In the listing below, locate the line containing "Exercise. Spot the evergreen"; reproduce that line and all lines that follow it, unchanged.

* Data rows

%%

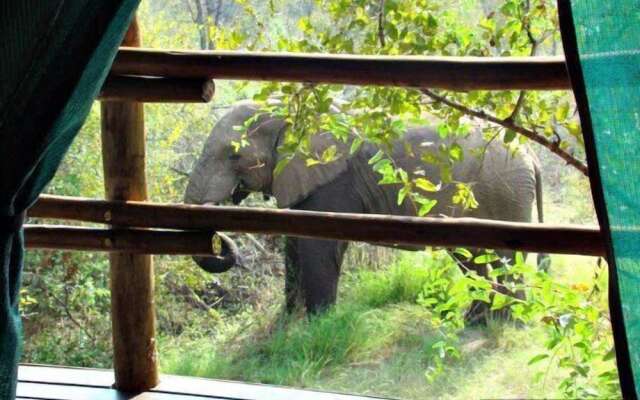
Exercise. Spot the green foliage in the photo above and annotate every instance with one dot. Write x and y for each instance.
(397, 331)
(380, 114)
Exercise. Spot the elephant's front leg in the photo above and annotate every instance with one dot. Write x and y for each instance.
(312, 273)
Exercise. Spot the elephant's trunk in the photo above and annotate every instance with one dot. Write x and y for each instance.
(229, 256)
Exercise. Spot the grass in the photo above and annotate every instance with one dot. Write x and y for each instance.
(376, 341)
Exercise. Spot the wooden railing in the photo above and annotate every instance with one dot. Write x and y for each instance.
(144, 75)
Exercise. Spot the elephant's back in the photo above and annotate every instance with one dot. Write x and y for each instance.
(498, 175)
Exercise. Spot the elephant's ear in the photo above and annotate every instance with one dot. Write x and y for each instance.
(297, 181)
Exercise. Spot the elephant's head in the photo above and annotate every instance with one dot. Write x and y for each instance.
(237, 161)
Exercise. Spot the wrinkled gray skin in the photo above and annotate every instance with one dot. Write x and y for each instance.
(504, 184)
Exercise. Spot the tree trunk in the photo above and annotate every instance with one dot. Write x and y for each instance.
(132, 303)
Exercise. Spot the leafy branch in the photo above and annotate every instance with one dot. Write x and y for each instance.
(553, 146)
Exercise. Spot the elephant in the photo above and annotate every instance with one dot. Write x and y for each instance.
(504, 182)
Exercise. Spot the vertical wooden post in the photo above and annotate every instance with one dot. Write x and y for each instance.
(132, 288)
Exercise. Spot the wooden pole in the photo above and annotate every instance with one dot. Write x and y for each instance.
(136, 241)
(376, 229)
(452, 73)
(156, 90)
(132, 290)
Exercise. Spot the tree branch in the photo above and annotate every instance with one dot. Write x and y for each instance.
(381, 24)
(553, 146)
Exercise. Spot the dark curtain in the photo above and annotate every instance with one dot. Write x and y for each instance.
(54, 57)
(602, 46)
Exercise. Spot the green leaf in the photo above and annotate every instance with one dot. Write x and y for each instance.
(426, 185)
(355, 145)
(461, 251)
(455, 152)
(486, 258)
(537, 358)
(509, 135)
(377, 157)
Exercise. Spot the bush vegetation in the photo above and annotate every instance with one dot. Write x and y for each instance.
(398, 329)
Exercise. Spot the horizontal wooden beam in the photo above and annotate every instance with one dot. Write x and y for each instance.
(136, 241)
(157, 89)
(376, 229)
(452, 73)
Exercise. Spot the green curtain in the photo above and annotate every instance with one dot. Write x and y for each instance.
(602, 46)
(54, 57)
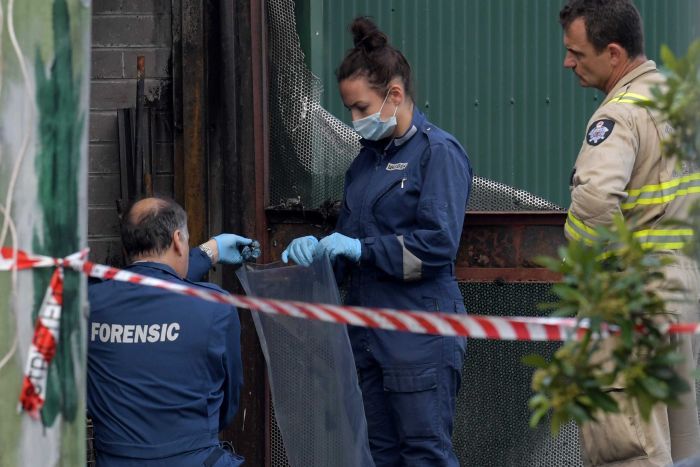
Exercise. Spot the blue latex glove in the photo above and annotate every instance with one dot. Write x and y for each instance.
(229, 246)
(301, 250)
(338, 244)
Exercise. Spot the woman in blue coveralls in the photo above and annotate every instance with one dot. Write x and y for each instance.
(396, 241)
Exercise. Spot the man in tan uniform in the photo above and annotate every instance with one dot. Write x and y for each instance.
(620, 170)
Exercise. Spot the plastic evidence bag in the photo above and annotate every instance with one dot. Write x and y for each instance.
(316, 398)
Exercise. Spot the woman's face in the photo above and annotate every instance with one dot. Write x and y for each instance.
(363, 100)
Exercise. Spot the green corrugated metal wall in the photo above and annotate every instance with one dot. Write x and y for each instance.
(490, 72)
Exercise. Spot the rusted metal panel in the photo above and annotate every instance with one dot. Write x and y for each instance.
(193, 75)
(494, 246)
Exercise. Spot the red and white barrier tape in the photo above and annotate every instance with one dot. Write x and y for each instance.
(43, 347)
(447, 324)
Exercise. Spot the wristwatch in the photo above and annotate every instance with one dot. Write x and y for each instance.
(207, 251)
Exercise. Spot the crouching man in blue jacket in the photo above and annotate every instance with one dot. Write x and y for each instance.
(164, 370)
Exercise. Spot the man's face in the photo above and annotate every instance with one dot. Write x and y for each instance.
(593, 69)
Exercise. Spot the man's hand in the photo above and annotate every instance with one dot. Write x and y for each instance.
(227, 248)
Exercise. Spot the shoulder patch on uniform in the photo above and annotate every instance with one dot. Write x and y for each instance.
(599, 131)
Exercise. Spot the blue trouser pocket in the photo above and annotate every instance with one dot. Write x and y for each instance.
(413, 397)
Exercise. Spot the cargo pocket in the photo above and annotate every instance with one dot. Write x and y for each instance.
(615, 437)
(413, 395)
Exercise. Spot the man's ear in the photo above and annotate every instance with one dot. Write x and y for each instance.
(618, 54)
(397, 94)
(179, 242)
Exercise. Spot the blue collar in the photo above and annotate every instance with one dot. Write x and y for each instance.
(154, 265)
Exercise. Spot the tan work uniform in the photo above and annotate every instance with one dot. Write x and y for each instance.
(620, 170)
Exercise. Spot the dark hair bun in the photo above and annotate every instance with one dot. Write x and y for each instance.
(366, 35)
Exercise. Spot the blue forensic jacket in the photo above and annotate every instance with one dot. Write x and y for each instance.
(405, 200)
(164, 370)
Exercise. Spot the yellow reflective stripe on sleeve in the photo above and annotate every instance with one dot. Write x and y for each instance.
(578, 230)
(663, 192)
(629, 98)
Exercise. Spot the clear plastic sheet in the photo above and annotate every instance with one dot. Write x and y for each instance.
(317, 401)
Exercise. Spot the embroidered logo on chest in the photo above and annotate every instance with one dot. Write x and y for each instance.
(397, 166)
(599, 131)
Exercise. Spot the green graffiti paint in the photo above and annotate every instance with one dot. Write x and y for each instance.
(61, 126)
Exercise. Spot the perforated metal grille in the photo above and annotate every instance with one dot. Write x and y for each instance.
(310, 149)
(489, 195)
(491, 423)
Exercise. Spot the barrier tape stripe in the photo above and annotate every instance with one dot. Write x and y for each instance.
(474, 326)
(43, 347)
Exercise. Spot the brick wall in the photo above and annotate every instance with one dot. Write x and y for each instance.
(121, 31)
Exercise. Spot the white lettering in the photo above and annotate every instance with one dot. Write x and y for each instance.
(94, 331)
(154, 333)
(104, 332)
(140, 335)
(128, 334)
(173, 331)
(134, 333)
(116, 333)
(52, 311)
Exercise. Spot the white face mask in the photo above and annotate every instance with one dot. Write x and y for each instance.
(372, 127)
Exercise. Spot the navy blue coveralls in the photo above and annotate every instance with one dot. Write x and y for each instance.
(405, 200)
(164, 371)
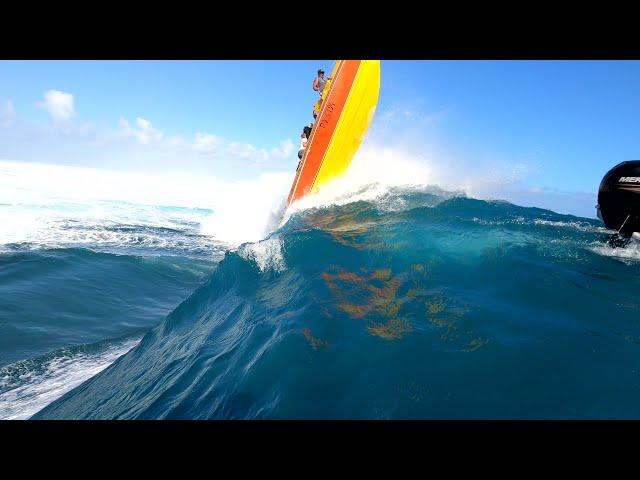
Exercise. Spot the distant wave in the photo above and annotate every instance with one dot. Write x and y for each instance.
(29, 385)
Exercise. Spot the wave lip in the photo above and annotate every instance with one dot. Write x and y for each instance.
(412, 304)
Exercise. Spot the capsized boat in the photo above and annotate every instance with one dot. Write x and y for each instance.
(348, 104)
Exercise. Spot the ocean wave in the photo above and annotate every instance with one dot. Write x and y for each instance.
(29, 385)
(441, 306)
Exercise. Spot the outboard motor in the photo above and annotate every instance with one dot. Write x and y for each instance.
(619, 198)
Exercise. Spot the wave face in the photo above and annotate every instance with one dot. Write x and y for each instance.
(418, 304)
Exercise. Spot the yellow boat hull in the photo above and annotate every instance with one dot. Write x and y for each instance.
(348, 106)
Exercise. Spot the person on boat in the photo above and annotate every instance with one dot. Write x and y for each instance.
(319, 82)
(303, 144)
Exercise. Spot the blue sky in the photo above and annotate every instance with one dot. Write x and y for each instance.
(550, 129)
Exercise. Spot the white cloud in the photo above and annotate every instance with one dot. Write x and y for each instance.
(7, 114)
(59, 105)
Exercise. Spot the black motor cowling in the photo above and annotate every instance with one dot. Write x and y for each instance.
(619, 198)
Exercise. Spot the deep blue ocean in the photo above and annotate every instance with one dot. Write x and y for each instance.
(417, 304)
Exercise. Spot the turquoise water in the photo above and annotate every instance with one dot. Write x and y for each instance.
(416, 305)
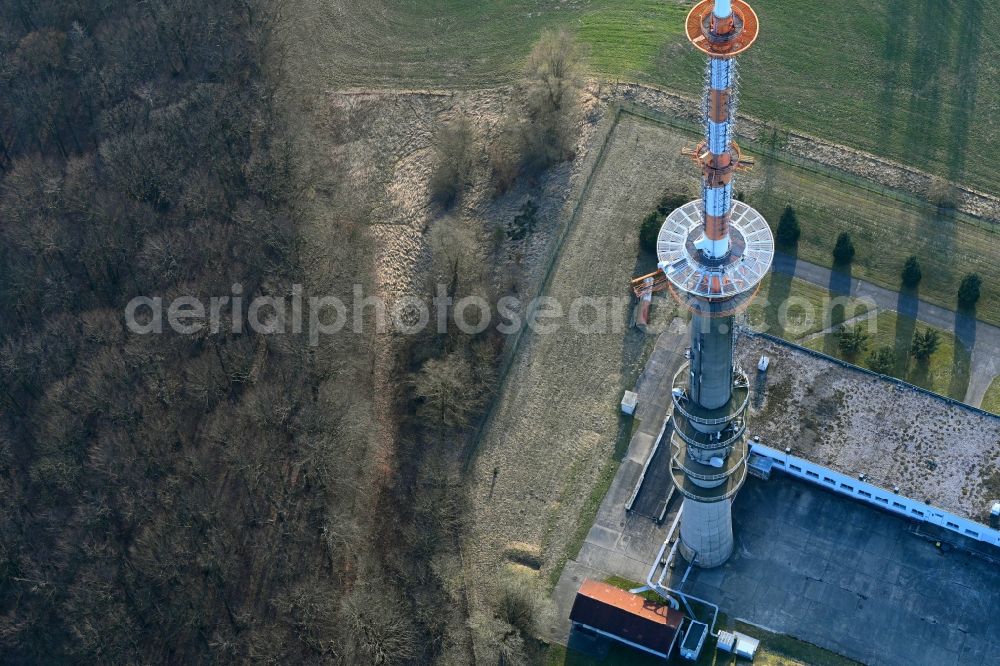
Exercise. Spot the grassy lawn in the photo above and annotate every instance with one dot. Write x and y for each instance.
(885, 232)
(912, 80)
(946, 372)
(794, 309)
(991, 401)
(774, 650)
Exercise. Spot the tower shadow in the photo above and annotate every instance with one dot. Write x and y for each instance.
(899, 15)
(778, 291)
(966, 79)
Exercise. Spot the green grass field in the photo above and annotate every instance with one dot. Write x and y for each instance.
(793, 309)
(912, 79)
(885, 232)
(946, 372)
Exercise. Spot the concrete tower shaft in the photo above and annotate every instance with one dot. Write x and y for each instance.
(713, 254)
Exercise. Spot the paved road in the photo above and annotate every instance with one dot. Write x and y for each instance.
(981, 338)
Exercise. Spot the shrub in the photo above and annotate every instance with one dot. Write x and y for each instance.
(453, 160)
(882, 360)
(911, 272)
(788, 228)
(553, 79)
(649, 231)
(925, 344)
(505, 162)
(843, 251)
(969, 290)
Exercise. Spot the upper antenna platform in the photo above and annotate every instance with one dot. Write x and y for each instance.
(722, 37)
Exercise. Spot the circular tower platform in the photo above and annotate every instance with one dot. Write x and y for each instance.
(701, 29)
(709, 286)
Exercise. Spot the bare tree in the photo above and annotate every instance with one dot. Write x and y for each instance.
(449, 391)
(552, 84)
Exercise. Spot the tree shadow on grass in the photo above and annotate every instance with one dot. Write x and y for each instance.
(907, 302)
(961, 362)
(778, 292)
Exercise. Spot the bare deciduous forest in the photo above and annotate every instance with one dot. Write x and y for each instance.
(168, 498)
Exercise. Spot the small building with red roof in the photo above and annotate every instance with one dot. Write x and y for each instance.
(627, 618)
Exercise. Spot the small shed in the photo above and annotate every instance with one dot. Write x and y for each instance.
(629, 401)
(627, 618)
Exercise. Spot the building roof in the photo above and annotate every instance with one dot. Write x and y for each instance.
(854, 422)
(626, 616)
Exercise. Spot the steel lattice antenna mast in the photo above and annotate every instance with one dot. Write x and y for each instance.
(713, 252)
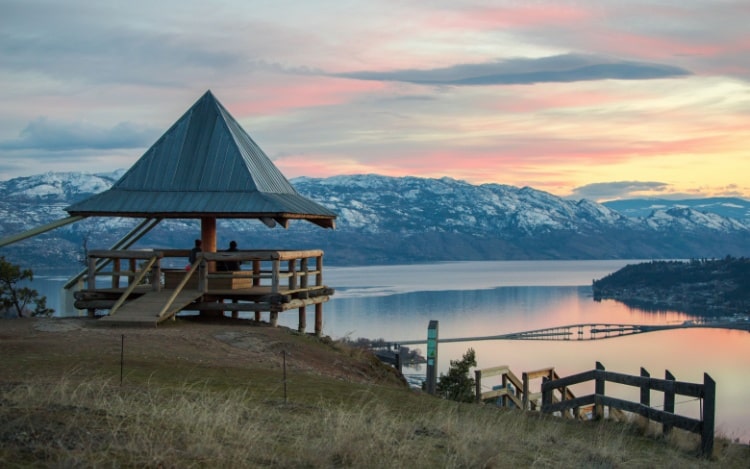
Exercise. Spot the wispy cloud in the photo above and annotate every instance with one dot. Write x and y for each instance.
(560, 68)
(46, 134)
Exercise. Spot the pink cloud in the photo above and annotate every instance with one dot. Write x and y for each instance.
(275, 98)
(517, 16)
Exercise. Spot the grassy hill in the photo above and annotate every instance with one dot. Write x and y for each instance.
(215, 394)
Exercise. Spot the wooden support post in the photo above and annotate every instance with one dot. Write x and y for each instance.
(546, 395)
(208, 238)
(256, 273)
(133, 268)
(115, 273)
(432, 357)
(668, 401)
(92, 281)
(525, 378)
(304, 271)
(292, 268)
(275, 276)
(709, 411)
(319, 319)
(202, 275)
(156, 275)
(645, 389)
(401, 358)
(478, 385)
(506, 399)
(599, 392)
(302, 325)
(319, 276)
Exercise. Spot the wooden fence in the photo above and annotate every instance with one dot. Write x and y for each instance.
(669, 386)
(514, 390)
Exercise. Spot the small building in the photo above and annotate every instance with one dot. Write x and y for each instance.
(204, 167)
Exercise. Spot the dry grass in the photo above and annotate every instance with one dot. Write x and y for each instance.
(167, 418)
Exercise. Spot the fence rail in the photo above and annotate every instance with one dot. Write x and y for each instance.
(669, 386)
(515, 390)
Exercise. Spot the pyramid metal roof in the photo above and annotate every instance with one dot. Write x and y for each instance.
(205, 165)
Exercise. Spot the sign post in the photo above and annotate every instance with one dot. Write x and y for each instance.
(432, 340)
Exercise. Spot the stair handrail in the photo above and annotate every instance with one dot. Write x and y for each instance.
(132, 286)
(198, 262)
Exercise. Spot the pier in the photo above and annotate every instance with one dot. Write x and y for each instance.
(593, 331)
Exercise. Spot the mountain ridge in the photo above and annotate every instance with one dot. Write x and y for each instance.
(387, 220)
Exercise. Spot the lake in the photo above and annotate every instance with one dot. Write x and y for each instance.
(471, 299)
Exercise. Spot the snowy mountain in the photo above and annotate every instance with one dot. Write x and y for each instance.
(389, 220)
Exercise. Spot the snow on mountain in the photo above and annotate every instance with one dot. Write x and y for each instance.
(406, 219)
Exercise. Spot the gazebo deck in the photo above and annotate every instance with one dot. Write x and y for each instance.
(278, 281)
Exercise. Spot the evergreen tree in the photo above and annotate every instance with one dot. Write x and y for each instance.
(457, 385)
(17, 299)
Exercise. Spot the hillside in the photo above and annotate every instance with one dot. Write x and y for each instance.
(387, 220)
(719, 287)
(214, 394)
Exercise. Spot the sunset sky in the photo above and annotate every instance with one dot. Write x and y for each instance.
(593, 99)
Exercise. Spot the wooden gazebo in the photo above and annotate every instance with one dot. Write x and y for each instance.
(204, 167)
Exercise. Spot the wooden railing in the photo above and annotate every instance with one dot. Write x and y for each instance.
(506, 394)
(669, 386)
(135, 274)
(517, 391)
(300, 269)
(291, 270)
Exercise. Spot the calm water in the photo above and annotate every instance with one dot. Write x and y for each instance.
(488, 298)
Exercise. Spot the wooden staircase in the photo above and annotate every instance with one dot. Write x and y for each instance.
(151, 308)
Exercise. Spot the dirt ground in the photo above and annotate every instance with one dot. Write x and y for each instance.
(32, 343)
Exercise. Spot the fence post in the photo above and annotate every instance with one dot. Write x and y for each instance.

%%

* Exercise response
Exercise. Spot the evergreen tree in the photo above and annotate every instance with one dot. Write x and y for each instance.
(457, 385)
(17, 299)
Exercise. Spot the hillside in the photo above and annotate every instance with one dot. Write x and y for each instance.
(387, 220)
(719, 287)
(214, 394)
Exercise. Spot the sunset sky in the photo above and annotate every instance with one dot. Write x and y for each instance.
(593, 99)
Exercise. Spot the wooden gazebo in the photo above and annotate every instance with one dot. Write x and y for each instance.
(204, 167)
Exercise. Spot the wooden railing in the photo above and annotate every instance with one dot. Write x and y for each instance.
(506, 394)
(669, 386)
(135, 274)
(517, 391)
(300, 269)
(291, 270)
Exercise. Spot the calm water in the photo above and annotate every instance with one dot. Write x and y for each instance.
(488, 298)
Exercise. Spot the wooden staircase in the photo above and annotate every instance with one dot. Write x and y for each instance.
(151, 308)
Exercise. Spot the dirt ground in the photo above and annotate every instance with one dot. Write x and y for each instance.
(32, 343)
Exercise. Spot the fence post in the photo above and annotate every instance with one dot. Write x and y for each instance.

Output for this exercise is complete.